_JOB_
In the data below, take the part that opens with the line containing "Each instance of the smartphone" and closes with the line containing "x=508, y=99". Write those lines out again with "smartphone" replaced by "mobile phone" and nothing else changed.

_RECORDED DATA_
- - - - -

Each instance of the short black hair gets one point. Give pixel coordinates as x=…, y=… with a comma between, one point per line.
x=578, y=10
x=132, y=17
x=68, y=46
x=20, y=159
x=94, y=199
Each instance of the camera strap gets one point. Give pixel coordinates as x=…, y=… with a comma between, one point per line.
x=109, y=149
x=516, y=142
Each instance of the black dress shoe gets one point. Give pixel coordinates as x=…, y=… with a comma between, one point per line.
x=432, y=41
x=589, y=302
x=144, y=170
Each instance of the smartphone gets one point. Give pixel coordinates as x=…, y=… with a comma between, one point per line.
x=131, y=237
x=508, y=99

- - - - -

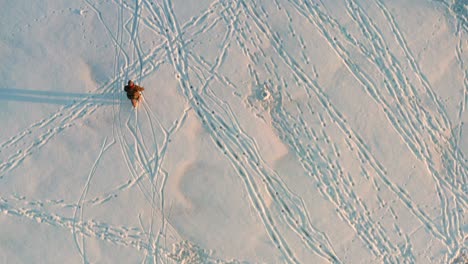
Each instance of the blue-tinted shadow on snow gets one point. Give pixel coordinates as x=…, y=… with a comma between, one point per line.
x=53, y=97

- - - - -

_SOLUTION_
Each instance of the mobile phone gets one point. Give pixel coordinates as x=…, y=… with a comma between, one point per line.
x=131, y=237
x=508, y=99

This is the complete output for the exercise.